THE PROBLEM — Repeat word for word the lines from the top of the records through the line containing "Please indicate the girl, returning", and skip the pictures.

:: EXTRACTED DATA

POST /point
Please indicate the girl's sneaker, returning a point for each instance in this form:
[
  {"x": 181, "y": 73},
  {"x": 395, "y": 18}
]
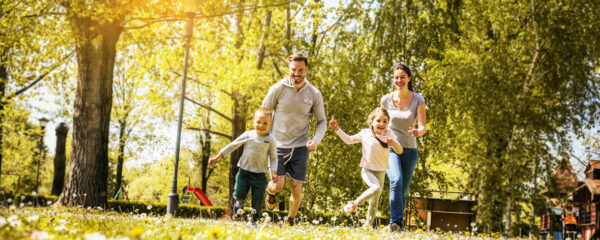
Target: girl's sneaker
[{"x": 350, "y": 207}]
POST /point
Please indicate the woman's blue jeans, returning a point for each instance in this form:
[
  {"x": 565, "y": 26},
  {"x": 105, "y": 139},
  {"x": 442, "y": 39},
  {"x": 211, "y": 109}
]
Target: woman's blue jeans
[{"x": 402, "y": 167}]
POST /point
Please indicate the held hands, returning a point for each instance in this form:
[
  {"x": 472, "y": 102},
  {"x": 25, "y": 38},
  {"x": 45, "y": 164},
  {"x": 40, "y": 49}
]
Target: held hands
[
  {"x": 413, "y": 132},
  {"x": 214, "y": 159},
  {"x": 311, "y": 145},
  {"x": 333, "y": 124}
]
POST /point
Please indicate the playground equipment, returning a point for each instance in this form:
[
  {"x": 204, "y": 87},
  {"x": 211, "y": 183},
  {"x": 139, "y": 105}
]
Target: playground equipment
[
  {"x": 124, "y": 192},
  {"x": 187, "y": 196}
]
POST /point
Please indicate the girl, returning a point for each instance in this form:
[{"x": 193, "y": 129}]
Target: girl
[
  {"x": 376, "y": 141},
  {"x": 405, "y": 107}
]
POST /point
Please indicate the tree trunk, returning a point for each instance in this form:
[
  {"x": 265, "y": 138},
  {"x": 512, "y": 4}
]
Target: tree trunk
[
  {"x": 206, "y": 145},
  {"x": 120, "y": 158},
  {"x": 263, "y": 39},
  {"x": 60, "y": 159},
  {"x": 88, "y": 171},
  {"x": 240, "y": 108},
  {"x": 3, "y": 81}
]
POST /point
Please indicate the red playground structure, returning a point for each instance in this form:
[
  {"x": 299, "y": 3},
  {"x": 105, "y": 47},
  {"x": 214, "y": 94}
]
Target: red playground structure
[{"x": 199, "y": 194}]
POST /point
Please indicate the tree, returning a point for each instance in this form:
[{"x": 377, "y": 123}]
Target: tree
[{"x": 59, "y": 159}]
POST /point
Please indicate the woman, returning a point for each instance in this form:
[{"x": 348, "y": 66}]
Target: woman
[{"x": 404, "y": 107}]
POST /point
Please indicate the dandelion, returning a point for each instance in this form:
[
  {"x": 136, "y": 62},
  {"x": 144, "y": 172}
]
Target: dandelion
[
  {"x": 39, "y": 235},
  {"x": 94, "y": 236},
  {"x": 136, "y": 232},
  {"x": 33, "y": 218},
  {"x": 60, "y": 228},
  {"x": 215, "y": 232},
  {"x": 14, "y": 221}
]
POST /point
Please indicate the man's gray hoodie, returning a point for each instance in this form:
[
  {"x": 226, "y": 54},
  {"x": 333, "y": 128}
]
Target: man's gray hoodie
[{"x": 293, "y": 110}]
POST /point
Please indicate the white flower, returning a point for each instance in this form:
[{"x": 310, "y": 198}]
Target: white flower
[
  {"x": 94, "y": 236},
  {"x": 14, "y": 221},
  {"x": 33, "y": 218},
  {"x": 60, "y": 228}
]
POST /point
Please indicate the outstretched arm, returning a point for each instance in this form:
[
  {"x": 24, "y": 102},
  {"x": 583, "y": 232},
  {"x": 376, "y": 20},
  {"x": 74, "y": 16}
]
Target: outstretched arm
[{"x": 347, "y": 139}]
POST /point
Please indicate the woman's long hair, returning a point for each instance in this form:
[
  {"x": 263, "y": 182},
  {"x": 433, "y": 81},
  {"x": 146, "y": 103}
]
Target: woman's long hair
[{"x": 406, "y": 69}]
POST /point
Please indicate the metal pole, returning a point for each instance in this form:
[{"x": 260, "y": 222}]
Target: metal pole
[
  {"x": 173, "y": 200},
  {"x": 37, "y": 175}
]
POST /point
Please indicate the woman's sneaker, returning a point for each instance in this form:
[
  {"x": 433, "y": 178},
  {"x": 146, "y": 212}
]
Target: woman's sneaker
[
  {"x": 350, "y": 207},
  {"x": 270, "y": 201}
]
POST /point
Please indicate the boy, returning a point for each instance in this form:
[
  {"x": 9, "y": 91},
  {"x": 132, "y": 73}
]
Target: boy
[{"x": 260, "y": 155}]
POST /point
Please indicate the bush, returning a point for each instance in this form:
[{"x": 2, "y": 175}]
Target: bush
[{"x": 193, "y": 211}]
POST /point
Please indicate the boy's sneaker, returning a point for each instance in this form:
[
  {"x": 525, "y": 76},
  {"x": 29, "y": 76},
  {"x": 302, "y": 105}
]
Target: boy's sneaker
[
  {"x": 252, "y": 225},
  {"x": 270, "y": 201},
  {"x": 237, "y": 208},
  {"x": 289, "y": 221},
  {"x": 394, "y": 227},
  {"x": 350, "y": 207}
]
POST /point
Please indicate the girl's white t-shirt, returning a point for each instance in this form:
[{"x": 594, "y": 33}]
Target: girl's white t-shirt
[{"x": 374, "y": 156}]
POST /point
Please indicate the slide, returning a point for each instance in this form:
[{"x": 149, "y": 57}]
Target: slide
[{"x": 200, "y": 195}]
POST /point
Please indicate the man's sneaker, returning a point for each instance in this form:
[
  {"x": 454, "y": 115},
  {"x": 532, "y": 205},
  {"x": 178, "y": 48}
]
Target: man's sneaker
[
  {"x": 394, "y": 227},
  {"x": 289, "y": 221},
  {"x": 237, "y": 208},
  {"x": 270, "y": 201},
  {"x": 252, "y": 225},
  {"x": 350, "y": 207}
]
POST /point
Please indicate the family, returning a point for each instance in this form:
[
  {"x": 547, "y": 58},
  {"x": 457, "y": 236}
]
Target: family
[{"x": 280, "y": 144}]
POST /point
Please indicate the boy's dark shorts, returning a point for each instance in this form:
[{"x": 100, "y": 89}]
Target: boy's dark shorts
[{"x": 292, "y": 162}]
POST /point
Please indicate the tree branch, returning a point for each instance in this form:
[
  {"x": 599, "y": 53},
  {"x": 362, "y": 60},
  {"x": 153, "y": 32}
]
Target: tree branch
[
  {"x": 39, "y": 78},
  {"x": 204, "y": 84},
  {"x": 210, "y": 109},
  {"x": 198, "y": 16},
  {"x": 211, "y": 132}
]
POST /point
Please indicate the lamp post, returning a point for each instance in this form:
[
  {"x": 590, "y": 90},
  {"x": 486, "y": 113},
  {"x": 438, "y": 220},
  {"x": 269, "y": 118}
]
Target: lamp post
[
  {"x": 43, "y": 122},
  {"x": 190, "y": 11}
]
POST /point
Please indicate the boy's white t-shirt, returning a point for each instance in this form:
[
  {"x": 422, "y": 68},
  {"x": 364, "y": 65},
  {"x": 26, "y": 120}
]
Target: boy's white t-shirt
[{"x": 374, "y": 156}]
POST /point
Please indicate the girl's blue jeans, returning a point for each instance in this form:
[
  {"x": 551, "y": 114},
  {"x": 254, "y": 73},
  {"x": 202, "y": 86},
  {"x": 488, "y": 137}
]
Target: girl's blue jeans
[{"x": 402, "y": 167}]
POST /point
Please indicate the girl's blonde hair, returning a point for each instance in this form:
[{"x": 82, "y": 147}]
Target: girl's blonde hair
[
  {"x": 262, "y": 111},
  {"x": 375, "y": 112}
]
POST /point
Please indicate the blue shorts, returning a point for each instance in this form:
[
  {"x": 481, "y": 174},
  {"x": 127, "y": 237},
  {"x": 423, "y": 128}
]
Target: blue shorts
[{"x": 292, "y": 162}]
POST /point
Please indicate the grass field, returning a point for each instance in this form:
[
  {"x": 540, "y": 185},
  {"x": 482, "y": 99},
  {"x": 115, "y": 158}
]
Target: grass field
[{"x": 77, "y": 223}]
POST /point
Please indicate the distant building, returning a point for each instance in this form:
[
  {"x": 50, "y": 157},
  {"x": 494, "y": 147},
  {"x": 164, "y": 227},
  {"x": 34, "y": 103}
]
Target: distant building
[
  {"x": 585, "y": 196},
  {"x": 444, "y": 212}
]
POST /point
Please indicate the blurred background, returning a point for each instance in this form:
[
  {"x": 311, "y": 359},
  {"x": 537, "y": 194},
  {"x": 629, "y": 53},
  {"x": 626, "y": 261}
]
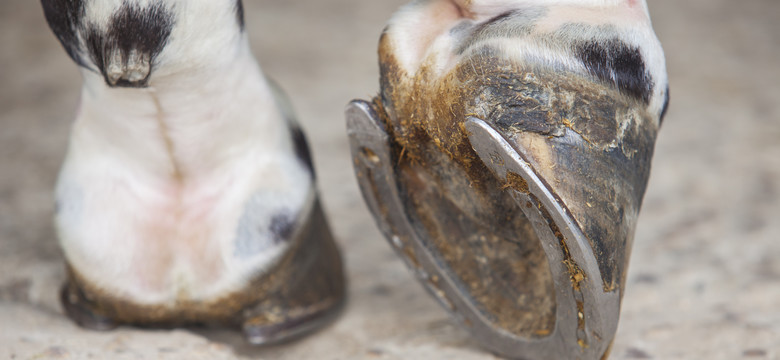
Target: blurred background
[{"x": 704, "y": 281}]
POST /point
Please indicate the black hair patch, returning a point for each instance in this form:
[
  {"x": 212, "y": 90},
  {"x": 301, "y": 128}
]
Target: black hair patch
[
  {"x": 665, "y": 106},
  {"x": 240, "y": 14},
  {"x": 64, "y": 18},
  {"x": 131, "y": 28},
  {"x": 302, "y": 149},
  {"x": 282, "y": 227},
  {"x": 616, "y": 62}
]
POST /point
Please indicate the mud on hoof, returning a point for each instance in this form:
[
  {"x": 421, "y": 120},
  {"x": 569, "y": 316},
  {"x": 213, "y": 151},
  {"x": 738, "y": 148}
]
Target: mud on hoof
[
  {"x": 311, "y": 292},
  {"x": 77, "y": 307}
]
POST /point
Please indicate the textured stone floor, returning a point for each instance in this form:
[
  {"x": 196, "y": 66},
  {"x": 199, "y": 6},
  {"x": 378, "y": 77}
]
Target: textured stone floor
[{"x": 704, "y": 281}]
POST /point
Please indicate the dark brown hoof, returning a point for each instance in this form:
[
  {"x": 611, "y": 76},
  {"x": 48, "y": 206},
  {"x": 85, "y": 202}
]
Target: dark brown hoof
[
  {"x": 77, "y": 308},
  {"x": 311, "y": 292}
]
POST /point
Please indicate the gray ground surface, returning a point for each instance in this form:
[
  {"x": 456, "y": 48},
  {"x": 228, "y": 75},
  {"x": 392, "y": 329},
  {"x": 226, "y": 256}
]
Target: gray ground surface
[{"x": 704, "y": 281}]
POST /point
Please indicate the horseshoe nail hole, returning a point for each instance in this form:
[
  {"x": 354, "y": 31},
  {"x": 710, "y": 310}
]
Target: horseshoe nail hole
[{"x": 370, "y": 155}]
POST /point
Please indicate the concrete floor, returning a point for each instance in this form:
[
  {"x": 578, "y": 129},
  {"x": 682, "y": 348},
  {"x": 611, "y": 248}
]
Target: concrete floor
[{"x": 704, "y": 281}]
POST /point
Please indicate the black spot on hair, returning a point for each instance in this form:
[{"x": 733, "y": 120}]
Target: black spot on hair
[
  {"x": 240, "y": 13},
  {"x": 615, "y": 62},
  {"x": 131, "y": 28},
  {"x": 516, "y": 23},
  {"x": 665, "y": 106},
  {"x": 302, "y": 149},
  {"x": 64, "y": 18},
  {"x": 282, "y": 226}
]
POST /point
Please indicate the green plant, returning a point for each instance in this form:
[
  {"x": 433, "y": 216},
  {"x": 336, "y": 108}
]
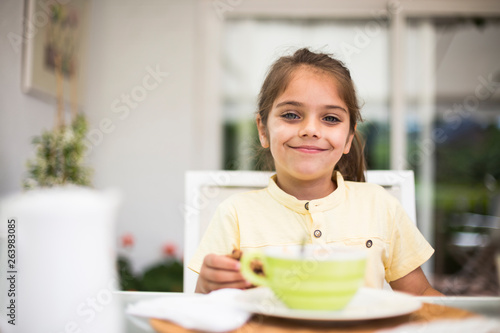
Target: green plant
[
  {"x": 165, "y": 275},
  {"x": 59, "y": 157}
]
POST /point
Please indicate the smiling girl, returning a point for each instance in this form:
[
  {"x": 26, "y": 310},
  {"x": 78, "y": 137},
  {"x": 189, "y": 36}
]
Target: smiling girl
[{"x": 307, "y": 118}]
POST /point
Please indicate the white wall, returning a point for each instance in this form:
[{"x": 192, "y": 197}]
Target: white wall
[
  {"x": 143, "y": 151},
  {"x": 21, "y": 116}
]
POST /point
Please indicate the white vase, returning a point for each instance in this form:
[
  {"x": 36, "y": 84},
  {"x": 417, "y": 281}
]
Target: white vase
[{"x": 64, "y": 273}]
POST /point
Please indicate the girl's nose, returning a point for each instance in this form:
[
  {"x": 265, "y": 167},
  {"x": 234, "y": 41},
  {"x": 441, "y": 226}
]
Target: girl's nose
[{"x": 310, "y": 128}]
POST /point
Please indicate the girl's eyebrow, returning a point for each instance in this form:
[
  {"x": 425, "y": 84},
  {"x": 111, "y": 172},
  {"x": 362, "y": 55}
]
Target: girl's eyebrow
[{"x": 298, "y": 104}]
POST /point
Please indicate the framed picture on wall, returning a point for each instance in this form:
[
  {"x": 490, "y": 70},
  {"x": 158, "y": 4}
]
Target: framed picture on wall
[{"x": 54, "y": 49}]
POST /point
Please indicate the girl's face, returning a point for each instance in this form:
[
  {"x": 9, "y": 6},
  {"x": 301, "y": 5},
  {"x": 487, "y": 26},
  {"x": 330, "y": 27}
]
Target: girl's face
[{"x": 307, "y": 128}]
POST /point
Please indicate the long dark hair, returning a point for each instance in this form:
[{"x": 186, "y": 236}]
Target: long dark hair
[{"x": 352, "y": 166}]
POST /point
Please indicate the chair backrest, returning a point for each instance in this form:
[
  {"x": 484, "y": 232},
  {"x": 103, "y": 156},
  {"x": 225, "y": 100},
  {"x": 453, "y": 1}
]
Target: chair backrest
[{"x": 205, "y": 190}]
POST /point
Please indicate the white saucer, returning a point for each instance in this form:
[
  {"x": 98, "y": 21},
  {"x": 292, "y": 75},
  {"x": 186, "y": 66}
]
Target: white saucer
[{"x": 367, "y": 304}]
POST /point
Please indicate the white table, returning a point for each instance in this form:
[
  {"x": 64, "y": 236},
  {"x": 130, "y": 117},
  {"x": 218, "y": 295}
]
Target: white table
[{"x": 487, "y": 306}]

::::

OUTPUT FOR THIS TASK —
POST /point
Please indicate the girl's sneaker, returning a point for each instance in this form:
[
  {"x": 181, "y": 73},
  {"x": 395, "y": 18}
]
Target: girl's sneaker
[{"x": 350, "y": 207}]
POST /point
Please indicate the woman's blue jeans, returning a point for each instance in this form:
[
  {"x": 565, "y": 26},
  {"x": 105, "y": 139},
  {"x": 442, "y": 39},
  {"x": 211, "y": 109}
]
Target: woman's blue jeans
[{"x": 402, "y": 167}]
POST /point
Please indicate the held hands, returning a point for each instance in this form:
[
  {"x": 472, "y": 102},
  {"x": 25, "y": 38},
  {"x": 45, "y": 164},
  {"x": 40, "y": 49}
]
Target: held hands
[
  {"x": 413, "y": 132},
  {"x": 214, "y": 159},
  {"x": 311, "y": 145},
  {"x": 333, "y": 124}
]
POST /point
Please indicate the playground equipment, returning a point for each instance in this form:
[
  {"x": 204, "y": 87},
  {"x": 211, "y": 183},
  {"x": 139, "y": 105}
]
Target: playground equipment
[
  {"x": 124, "y": 192},
  {"x": 187, "y": 196}
]
POST /point
Please indicate the girl, returning a point for each instance in this form:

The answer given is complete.